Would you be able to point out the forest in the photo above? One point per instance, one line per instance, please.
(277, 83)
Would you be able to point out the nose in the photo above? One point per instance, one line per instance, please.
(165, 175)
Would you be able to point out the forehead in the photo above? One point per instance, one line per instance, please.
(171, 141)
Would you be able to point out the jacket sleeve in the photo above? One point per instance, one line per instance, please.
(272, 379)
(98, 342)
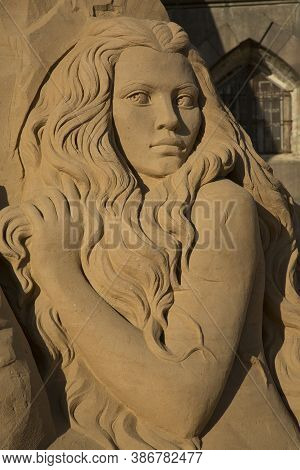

• • •

**TASK GOAL**
Retype the data above verbatim, minus images.

**SOLUTION TO THIS PROBLEM**
Would you be able to point out the forest in the photo above? One point per instance, one line per instance, please.
(277, 83)
Would you be able to point out the nose in the photo above? One point per instance, one line per instance, please.
(165, 175)
Would you be able to point out the forehead in the photo above? One point per instance, one line per instance, please.
(171, 141)
Would you be able to point out the jacket sleeve in the photo above? One point per instance, one line per instance, please.
(272, 379)
(98, 342)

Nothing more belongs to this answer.